» **Set exercise**
Please shift every coordinate by adding 37 to each number, then write out the entries again from the line that has "Target: recessed ceiling light" through the last line, keeping every line, including those without coordinates.

» **Entries provided**
— START —

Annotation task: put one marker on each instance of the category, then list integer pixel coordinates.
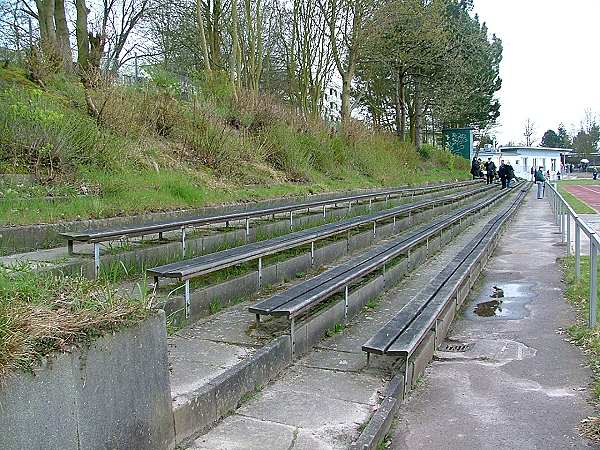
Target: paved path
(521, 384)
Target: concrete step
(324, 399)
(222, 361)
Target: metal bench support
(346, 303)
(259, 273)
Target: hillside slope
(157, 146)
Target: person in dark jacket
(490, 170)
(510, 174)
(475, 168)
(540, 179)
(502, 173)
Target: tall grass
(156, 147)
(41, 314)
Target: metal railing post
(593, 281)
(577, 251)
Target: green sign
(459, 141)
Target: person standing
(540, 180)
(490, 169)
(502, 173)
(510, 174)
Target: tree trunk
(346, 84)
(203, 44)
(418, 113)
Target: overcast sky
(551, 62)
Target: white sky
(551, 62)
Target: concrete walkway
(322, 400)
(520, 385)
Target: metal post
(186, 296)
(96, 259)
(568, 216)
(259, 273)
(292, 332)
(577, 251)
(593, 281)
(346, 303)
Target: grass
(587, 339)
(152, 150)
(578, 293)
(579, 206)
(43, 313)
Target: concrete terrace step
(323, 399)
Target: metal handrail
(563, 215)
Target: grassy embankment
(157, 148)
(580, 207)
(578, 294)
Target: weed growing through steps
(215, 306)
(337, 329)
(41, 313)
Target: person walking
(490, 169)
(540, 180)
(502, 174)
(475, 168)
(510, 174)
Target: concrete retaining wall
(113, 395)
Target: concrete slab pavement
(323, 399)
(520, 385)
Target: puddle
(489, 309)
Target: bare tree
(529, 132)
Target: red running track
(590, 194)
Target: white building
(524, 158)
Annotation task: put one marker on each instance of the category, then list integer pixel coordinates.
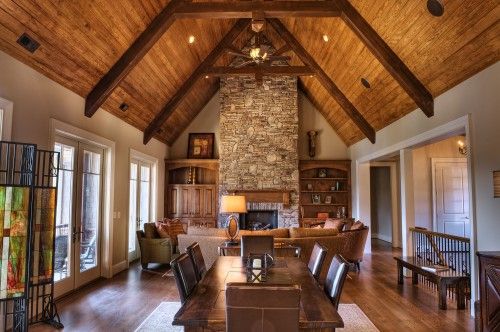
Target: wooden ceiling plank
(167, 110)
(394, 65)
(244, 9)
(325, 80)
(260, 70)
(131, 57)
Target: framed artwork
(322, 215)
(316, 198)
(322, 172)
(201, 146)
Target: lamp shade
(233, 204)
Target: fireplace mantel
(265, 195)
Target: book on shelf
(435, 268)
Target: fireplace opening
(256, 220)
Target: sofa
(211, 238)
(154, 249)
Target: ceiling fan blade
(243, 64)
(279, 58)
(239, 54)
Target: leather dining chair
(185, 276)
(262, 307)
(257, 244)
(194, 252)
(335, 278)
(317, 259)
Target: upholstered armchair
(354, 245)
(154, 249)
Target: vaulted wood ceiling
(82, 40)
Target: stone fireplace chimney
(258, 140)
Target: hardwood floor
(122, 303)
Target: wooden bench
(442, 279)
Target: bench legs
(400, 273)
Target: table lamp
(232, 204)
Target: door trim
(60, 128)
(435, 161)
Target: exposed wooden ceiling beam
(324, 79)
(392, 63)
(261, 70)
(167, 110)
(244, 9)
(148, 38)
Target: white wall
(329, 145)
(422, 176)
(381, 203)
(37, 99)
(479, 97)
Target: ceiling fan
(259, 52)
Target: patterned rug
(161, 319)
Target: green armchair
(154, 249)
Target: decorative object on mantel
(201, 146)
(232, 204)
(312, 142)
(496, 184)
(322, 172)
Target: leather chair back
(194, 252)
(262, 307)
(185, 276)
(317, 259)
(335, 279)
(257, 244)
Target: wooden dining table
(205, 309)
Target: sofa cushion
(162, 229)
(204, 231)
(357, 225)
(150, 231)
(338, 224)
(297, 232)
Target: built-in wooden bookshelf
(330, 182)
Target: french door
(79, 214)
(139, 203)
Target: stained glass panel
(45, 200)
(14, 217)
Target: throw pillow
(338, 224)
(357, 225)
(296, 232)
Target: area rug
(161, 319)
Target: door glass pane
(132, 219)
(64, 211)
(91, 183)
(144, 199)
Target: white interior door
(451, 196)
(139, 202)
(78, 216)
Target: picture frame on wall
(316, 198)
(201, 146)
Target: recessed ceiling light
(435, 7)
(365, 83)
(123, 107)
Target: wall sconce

— END —

» **Answer to the task**
Target: recessed ceiling light
(472, 44)
(402, 120)
(160, 144)
Target: wall sconce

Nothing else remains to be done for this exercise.